• **Request**
Show every line in the entries below that contains the word "waterfront", treating uppercase and lowercase letters as distinct.
%%
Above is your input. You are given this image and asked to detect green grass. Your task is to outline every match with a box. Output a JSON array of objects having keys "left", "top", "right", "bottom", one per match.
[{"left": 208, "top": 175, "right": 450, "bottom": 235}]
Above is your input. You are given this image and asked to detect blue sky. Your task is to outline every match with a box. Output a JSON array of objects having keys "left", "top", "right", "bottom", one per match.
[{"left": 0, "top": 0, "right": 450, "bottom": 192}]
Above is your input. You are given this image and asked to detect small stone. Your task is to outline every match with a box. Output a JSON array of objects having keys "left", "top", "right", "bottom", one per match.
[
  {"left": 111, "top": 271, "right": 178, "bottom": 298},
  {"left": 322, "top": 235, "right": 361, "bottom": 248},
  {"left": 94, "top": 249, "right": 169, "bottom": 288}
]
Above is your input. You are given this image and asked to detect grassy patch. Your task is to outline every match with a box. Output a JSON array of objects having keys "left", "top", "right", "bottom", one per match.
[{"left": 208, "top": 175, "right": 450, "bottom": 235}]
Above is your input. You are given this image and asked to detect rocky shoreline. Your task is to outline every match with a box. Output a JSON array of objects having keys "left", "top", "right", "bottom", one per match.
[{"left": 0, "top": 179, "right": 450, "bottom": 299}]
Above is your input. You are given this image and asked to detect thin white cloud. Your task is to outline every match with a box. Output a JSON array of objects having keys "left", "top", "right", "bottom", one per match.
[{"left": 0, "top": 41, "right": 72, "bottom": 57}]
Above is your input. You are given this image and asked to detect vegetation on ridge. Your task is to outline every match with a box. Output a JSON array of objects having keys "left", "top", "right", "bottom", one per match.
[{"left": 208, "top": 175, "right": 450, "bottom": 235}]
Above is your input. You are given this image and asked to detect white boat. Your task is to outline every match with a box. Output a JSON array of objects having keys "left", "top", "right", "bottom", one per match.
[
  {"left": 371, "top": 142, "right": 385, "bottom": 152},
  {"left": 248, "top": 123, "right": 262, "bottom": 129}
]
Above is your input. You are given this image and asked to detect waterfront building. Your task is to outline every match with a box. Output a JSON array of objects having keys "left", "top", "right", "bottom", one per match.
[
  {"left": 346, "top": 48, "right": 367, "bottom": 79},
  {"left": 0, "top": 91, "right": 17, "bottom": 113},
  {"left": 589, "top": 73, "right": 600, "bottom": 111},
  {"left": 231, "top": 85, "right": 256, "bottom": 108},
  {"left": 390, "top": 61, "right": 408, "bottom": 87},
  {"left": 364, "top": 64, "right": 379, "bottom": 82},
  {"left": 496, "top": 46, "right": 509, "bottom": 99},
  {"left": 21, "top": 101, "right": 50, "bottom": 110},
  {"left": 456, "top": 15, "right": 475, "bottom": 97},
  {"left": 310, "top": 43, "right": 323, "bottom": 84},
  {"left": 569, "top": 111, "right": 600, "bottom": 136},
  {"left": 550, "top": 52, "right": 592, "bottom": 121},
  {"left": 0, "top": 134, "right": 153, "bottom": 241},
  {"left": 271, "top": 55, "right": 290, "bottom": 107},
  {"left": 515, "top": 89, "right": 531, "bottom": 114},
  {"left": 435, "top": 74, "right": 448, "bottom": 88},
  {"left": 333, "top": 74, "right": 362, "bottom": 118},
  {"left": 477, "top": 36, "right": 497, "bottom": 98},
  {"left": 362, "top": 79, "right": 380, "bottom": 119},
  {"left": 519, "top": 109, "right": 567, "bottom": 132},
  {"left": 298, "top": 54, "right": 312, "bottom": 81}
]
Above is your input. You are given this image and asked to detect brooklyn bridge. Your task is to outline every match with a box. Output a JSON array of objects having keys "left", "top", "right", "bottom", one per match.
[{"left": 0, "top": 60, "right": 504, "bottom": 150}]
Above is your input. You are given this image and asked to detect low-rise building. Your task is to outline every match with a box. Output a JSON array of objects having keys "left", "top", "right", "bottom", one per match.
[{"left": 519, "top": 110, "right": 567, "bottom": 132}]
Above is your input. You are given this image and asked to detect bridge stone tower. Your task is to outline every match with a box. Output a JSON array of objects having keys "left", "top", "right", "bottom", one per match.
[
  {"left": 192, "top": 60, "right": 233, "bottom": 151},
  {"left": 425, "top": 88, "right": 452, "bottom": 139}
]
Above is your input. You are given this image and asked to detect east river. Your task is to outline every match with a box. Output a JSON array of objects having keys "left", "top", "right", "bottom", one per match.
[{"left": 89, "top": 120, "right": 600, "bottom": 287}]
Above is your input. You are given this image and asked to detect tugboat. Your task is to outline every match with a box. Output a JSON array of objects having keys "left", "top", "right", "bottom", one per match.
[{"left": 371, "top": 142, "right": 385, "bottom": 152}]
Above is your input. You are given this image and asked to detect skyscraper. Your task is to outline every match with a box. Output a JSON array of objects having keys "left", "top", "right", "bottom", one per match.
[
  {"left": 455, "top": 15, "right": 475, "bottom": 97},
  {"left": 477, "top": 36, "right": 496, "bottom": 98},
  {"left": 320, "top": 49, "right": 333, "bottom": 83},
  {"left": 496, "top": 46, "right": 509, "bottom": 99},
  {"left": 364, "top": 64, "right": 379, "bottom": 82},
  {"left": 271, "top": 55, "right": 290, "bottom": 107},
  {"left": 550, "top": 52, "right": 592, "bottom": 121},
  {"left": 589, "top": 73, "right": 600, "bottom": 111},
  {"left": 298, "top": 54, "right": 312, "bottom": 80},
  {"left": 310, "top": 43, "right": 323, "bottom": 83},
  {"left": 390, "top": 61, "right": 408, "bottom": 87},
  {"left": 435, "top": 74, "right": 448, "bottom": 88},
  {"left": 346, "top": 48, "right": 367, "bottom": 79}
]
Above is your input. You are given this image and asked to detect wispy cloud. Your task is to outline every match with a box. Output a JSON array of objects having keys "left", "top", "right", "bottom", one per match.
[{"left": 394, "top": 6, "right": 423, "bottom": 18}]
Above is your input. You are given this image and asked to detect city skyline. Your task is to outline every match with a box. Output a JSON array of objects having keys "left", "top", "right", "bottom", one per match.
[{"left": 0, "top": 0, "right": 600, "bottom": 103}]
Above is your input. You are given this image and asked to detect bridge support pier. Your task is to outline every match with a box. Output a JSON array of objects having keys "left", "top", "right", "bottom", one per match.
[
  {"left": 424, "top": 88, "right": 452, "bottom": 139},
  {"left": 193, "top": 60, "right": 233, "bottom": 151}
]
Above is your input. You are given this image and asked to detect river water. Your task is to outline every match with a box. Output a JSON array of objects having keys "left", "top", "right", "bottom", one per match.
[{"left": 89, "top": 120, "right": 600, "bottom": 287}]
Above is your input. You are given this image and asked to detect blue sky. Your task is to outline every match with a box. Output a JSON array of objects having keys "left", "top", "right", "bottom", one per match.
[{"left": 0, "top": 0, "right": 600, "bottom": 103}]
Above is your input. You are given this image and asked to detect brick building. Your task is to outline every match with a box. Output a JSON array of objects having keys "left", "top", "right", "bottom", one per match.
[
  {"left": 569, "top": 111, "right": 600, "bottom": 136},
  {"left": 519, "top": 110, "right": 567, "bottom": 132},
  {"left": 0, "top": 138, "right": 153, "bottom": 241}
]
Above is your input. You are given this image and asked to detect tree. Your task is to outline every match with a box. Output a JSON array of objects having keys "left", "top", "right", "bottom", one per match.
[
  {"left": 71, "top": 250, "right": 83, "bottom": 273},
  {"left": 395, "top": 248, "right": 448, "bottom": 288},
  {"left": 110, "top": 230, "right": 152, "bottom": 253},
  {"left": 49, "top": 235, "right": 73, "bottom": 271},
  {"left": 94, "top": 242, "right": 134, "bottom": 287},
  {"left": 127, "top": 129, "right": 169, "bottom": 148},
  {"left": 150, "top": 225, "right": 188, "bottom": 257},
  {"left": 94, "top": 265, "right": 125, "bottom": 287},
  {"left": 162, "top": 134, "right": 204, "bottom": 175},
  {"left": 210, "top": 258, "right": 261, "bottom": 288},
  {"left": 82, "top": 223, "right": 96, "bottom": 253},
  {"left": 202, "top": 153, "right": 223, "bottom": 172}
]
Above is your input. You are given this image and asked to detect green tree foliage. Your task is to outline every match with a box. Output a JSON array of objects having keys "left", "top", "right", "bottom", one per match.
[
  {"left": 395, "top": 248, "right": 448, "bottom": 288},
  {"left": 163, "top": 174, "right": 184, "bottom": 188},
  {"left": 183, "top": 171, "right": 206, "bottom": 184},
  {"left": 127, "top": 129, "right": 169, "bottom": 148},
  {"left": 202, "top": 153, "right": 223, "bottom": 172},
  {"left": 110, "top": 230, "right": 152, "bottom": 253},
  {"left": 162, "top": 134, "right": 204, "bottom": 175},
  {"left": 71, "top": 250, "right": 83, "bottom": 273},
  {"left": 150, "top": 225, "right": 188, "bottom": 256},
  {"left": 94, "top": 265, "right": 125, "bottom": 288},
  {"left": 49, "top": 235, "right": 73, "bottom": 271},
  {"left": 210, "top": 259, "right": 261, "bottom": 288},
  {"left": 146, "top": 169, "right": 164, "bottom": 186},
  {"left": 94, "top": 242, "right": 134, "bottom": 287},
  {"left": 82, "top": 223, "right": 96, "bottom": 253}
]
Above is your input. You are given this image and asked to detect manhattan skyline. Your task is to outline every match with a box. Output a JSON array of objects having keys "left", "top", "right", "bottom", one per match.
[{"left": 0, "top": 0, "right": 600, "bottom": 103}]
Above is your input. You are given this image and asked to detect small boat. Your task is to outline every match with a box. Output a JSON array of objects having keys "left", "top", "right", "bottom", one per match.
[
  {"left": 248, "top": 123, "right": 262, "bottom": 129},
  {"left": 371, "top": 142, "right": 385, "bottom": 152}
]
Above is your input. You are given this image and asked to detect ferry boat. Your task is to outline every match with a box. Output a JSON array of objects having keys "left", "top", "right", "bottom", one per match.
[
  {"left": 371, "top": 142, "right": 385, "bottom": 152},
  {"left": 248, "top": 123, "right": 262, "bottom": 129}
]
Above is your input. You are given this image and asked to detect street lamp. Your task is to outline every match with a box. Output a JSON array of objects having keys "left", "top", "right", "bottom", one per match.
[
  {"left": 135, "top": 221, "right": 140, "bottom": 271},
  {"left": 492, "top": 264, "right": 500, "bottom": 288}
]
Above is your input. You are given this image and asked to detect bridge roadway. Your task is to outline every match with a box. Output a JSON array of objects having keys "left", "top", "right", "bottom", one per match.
%%
• **Task response**
Above is your input. You are given this image and asked to detect waterfront building. Your task is to outline every match with a box. Output a JSON array of objects having keys "left", "top", "right", "bottom", one per match.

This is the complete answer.